BEGIN PASSAGE SHOWN

The promising results are reported by the Rotman Research Institute at Baycrest Health Sciences which led the study, and posted online today in Frontiers in Human Neuroscience, ahead of print publication.

Prospective memory refers to the ability to remember and successfully carry out intentions and planned activities during the day; it also tends to weaken with age. Prospective memory accounts for between 50 – 80% of reported everyday memory problems, yet few studies have attempted to train or rehabilitate prospective memory in older adults.

What makes this study unique is that it’s the first to incorporate a “train for transfer” approach – essentially a training intervention designed to have participants practice performing real-world prospective memory tasks in simulated everyday settings and assess whether the cognitive gains transfer to successful performance at home.

“As the world’s population ages, it is becoming increasingly important to develop ways to support successful prospective memory functioning so that older adults can continue to live independently at home without the need for assisted care,” said Nathan Rose, lead investigator of the study and now a research fellow in the School of Psychology at the Australian Catholic University in Melbourne. Senior author on the paper is Dr. Fergus Craik, an internationally-known memory researcher based at Baycrest.

“While these results are encouraging, they represent a first step in exploring the efficacy of prospective memory training with the Virtual Week training program,” said Dr. Craik. “Perhaps the most exciting aspect is that training in the lab resulted in improvements in real-life memory tasks. This lab-to-life transfer has been difficult to achieve in previous studies.”

In the study, scientists developed a version of a computerized board game called “Virtual Week” in which players simulate going through the course of a day on a circuit that resembles a Monopoly board. Players roll a virtual die (one of a pair of dice) to move their token through a virtual day. Along the way, players have to remember to perform several prospective memory tasks, such as taking medication or taking their dinner out of the oven at appropriate times.

END PASSAGE SHOWN

TASK 1 ▸ Name every organization or publication that the prospective memory passage mentions by its proper name.
TASK 2 ▸ Write the next part of the passage on prospective memory training, starting after its final sentence about the Virtual Week board game.

BEGIN DATASET RECORDS

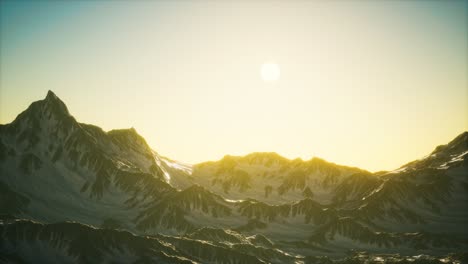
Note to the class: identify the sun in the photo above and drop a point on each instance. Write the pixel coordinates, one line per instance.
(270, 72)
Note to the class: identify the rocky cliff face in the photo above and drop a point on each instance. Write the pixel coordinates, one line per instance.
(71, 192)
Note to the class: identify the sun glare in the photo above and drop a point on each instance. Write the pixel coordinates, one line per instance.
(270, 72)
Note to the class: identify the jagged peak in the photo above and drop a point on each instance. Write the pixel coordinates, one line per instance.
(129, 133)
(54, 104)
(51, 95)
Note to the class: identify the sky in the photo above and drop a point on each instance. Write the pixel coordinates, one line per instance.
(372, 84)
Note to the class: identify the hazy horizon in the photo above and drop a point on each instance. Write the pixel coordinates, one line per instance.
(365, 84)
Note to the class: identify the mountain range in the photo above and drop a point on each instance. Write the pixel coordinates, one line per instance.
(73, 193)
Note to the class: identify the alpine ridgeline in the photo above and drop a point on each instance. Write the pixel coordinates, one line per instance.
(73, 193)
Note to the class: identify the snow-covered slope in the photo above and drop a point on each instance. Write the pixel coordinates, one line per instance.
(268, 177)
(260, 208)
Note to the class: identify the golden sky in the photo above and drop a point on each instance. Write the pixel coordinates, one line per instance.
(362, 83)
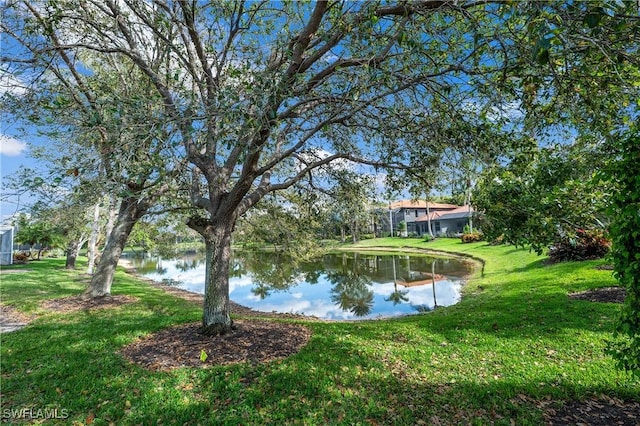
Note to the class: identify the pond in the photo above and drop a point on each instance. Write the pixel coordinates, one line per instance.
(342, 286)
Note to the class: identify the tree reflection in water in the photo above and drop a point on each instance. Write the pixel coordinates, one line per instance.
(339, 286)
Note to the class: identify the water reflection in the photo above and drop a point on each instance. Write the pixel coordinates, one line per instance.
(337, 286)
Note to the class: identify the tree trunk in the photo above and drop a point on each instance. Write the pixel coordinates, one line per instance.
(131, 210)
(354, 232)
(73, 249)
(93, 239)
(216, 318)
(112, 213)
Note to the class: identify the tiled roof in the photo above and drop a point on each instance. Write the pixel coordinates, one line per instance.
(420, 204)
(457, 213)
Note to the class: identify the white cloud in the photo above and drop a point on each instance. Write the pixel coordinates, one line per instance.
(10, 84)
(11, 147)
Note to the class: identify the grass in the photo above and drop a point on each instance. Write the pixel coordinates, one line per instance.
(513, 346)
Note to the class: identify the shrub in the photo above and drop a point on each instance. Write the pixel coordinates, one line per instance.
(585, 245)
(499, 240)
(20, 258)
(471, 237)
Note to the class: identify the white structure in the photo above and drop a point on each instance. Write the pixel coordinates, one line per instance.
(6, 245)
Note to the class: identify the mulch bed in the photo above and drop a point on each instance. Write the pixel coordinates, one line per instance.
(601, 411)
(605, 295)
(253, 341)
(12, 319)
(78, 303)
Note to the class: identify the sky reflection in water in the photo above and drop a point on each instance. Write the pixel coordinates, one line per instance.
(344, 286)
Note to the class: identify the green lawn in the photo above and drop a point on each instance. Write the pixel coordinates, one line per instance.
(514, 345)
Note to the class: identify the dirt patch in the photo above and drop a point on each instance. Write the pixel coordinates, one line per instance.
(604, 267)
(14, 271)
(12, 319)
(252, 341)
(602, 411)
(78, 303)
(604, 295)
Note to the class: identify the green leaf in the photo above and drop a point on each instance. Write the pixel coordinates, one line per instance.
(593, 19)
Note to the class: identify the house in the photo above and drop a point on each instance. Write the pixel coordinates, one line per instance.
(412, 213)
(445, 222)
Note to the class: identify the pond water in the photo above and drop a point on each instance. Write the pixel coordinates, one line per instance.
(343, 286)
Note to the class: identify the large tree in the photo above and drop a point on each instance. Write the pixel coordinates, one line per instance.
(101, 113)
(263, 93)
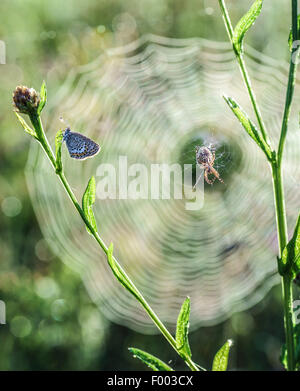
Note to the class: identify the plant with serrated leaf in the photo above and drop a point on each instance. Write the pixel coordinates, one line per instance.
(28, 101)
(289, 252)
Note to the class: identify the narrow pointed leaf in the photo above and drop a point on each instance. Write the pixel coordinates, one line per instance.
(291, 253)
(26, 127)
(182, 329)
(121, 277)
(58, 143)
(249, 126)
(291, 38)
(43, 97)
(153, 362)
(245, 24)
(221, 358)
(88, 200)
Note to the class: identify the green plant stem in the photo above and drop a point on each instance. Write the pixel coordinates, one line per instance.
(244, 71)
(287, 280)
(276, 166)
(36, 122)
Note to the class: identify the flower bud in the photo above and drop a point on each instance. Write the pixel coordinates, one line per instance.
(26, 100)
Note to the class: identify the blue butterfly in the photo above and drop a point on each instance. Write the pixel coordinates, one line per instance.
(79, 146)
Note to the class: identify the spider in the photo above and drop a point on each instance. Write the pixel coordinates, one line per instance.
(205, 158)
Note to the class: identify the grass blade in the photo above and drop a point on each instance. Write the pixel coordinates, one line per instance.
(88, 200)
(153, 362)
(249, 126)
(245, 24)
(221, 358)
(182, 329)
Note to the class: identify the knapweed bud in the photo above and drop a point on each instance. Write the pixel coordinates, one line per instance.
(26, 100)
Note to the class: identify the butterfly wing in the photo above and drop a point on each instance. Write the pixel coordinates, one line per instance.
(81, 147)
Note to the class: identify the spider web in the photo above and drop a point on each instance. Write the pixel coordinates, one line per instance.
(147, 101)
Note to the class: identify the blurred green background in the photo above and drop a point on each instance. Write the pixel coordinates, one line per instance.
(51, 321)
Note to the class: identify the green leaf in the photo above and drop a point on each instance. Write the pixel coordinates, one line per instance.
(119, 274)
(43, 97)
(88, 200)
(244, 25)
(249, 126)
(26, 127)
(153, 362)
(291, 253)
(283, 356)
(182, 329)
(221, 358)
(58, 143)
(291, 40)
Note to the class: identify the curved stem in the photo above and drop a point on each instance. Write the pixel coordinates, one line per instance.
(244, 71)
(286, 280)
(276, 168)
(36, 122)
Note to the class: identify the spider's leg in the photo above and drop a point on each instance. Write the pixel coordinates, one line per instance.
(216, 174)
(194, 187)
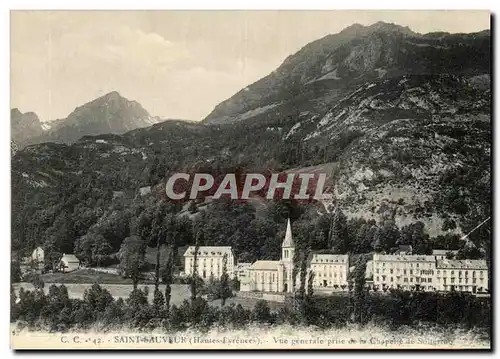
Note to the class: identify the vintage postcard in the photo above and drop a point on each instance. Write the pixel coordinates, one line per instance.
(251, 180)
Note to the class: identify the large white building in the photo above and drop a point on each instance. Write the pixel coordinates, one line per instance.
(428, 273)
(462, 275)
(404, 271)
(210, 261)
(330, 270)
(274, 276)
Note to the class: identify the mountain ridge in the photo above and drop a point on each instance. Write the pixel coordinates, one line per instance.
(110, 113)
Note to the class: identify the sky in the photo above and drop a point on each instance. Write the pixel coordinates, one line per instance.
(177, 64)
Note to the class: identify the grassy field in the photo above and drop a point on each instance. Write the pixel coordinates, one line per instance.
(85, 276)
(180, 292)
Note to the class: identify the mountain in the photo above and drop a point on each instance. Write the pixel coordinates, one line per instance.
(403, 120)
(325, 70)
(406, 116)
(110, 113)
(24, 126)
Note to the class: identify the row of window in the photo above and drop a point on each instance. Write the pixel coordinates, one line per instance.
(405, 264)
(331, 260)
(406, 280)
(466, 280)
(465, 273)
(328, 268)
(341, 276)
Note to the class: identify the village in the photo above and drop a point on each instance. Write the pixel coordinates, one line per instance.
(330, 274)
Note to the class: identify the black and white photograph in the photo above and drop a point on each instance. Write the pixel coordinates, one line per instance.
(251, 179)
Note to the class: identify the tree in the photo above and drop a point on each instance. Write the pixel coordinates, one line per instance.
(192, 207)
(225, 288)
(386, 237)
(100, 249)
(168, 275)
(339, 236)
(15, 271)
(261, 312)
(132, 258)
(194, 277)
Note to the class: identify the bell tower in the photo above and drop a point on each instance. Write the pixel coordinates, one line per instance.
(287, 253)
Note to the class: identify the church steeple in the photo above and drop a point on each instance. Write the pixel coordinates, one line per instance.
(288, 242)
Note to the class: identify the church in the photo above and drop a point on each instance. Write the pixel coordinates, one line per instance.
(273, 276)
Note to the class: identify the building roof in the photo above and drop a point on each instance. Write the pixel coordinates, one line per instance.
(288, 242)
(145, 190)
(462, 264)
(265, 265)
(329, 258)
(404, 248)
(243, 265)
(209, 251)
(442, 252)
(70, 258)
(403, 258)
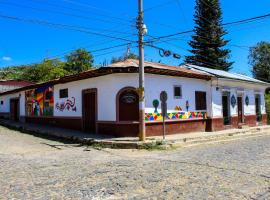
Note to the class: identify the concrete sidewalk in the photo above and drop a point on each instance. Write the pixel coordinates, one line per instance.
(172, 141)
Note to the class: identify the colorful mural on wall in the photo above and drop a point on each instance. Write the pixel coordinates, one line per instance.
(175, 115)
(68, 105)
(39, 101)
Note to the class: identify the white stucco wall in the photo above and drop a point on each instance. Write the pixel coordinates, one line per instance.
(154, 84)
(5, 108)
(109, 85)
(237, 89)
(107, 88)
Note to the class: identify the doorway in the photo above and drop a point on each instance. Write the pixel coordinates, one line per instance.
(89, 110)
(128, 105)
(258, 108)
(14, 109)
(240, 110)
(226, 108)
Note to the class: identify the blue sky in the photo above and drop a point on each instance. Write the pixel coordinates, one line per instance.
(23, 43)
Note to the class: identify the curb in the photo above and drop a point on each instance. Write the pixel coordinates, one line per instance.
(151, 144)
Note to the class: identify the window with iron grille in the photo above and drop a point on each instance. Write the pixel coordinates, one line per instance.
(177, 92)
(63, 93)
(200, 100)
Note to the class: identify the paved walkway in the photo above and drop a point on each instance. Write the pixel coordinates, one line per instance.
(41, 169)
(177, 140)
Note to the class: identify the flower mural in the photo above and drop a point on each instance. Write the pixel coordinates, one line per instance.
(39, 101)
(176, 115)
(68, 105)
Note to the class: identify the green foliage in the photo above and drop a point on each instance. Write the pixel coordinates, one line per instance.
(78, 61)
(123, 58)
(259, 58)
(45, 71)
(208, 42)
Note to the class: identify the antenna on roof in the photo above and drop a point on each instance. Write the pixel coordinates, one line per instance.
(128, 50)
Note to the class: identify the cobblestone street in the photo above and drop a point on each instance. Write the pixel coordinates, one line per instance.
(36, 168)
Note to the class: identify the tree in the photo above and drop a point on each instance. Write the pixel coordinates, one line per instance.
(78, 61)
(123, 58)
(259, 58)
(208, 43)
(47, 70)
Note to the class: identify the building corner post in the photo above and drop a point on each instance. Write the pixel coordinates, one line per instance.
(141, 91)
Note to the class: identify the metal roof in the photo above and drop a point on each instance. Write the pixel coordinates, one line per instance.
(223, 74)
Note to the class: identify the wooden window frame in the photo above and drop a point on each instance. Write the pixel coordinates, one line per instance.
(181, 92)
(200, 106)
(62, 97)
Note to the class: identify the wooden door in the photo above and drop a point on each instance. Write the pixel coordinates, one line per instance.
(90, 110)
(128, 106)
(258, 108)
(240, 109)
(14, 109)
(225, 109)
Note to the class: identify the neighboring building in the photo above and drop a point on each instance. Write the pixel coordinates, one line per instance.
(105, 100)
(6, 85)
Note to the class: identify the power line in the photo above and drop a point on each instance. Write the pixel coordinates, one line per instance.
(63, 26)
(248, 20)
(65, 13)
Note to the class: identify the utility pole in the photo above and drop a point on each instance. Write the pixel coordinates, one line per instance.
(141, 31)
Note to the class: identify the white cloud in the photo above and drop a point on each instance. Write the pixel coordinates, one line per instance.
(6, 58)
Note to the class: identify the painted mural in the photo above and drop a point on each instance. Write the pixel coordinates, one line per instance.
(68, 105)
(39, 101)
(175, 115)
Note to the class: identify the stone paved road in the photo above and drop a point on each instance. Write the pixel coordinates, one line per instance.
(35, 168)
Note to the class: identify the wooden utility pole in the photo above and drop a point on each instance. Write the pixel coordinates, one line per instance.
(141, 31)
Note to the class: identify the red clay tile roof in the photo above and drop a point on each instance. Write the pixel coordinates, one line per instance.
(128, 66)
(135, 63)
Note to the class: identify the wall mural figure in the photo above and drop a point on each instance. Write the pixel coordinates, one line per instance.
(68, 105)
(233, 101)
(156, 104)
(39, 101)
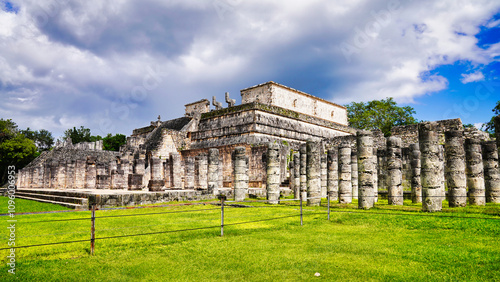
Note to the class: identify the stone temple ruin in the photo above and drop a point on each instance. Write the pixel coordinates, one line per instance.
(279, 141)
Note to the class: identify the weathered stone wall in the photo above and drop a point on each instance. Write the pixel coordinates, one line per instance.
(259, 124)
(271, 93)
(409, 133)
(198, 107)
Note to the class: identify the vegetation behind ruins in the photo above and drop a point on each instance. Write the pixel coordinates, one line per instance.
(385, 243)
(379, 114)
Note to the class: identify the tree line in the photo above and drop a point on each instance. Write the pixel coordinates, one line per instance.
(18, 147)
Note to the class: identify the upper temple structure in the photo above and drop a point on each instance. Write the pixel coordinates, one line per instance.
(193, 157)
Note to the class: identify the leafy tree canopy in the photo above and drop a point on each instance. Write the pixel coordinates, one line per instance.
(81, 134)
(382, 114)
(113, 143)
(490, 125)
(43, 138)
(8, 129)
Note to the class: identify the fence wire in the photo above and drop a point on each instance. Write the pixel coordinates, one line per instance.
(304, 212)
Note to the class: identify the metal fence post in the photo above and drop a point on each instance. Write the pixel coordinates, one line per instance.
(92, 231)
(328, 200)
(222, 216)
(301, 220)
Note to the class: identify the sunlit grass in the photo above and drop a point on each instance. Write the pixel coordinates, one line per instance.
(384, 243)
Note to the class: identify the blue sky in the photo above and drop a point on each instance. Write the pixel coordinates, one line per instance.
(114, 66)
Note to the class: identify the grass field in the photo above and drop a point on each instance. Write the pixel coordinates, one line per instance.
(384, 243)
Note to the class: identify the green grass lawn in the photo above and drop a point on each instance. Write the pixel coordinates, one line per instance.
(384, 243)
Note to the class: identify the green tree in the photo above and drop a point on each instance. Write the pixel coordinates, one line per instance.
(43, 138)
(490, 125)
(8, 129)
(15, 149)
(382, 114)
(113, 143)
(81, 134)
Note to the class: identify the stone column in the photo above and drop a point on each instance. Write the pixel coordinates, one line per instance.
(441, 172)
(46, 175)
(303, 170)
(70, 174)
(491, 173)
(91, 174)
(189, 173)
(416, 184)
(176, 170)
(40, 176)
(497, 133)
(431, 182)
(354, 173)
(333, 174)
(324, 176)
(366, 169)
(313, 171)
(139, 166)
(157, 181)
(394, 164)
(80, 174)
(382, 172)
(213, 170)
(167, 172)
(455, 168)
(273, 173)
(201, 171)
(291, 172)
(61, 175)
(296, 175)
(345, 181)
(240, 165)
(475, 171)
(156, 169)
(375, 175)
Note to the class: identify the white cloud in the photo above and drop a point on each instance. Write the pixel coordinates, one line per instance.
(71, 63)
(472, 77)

END DATASET RECORDS

WRITTEN ANSWER 1 ▸
- Rotman Research Institute
- Baycrest Health Sciences (also called Baycrest)
- Frontiers in Human Neuroscience
- Australian Catholic University (its School of Psychology)

WRITTEN ANSWER 2 ▸
Fifty-nine healthy adults, aged 60 to 79, took the training, playing 24 levels of the Virtual Week game over a one-month period (three sessions a week, two levels per session). The difficulty of the game increased over the course of training in terms of the number of tasks to be completed per day, the complexity of tasks, and/or interference with prior tasks. The difficulty was titrated to each individual’s level of performance on the previous day. Pre and post training prospective memory performance measures were taken and compared to two control groups – one of which received a music-based cognitive training program and the other which received no intervention.

The scientists found large training gains in prospective memory performance in the group that played the Virtual Week game (relative to control groups). Moreover, these gains transferred to significant improvements in real-world prospective memory, including performance on simulated activities of daily living following the training. These activities included counting change and following medication instructions. The researchers also developed a “call-back” task in which participants had to remember to phone the lab from home during their everyday activities.

Brain imaging (EEG) on a subset of the groups showed some evidence of neuroplasticity (i.e., brain changes) which correlated to correct prospective memory performance, particularly with the ability to stop oneself from carrying on with ongoing activities and switch to performing an intended action at the appropriate time.

The early findings are so promising that the researchers have been awarded a grant from the Australian Research Council, in partnership with Villa Maria Catholic Homes, to follow up on the study with a large randomized control trial. The research team was also awarded a grant with colleagues in the Centre for Heart and Mind at the Australian Catholic University’s Mary MacKillop Institute for Health Research to implement the game-based cognitive training program in patients with chronic heart failure, a group that demonstrates severe prospective memory problems associated with self-care.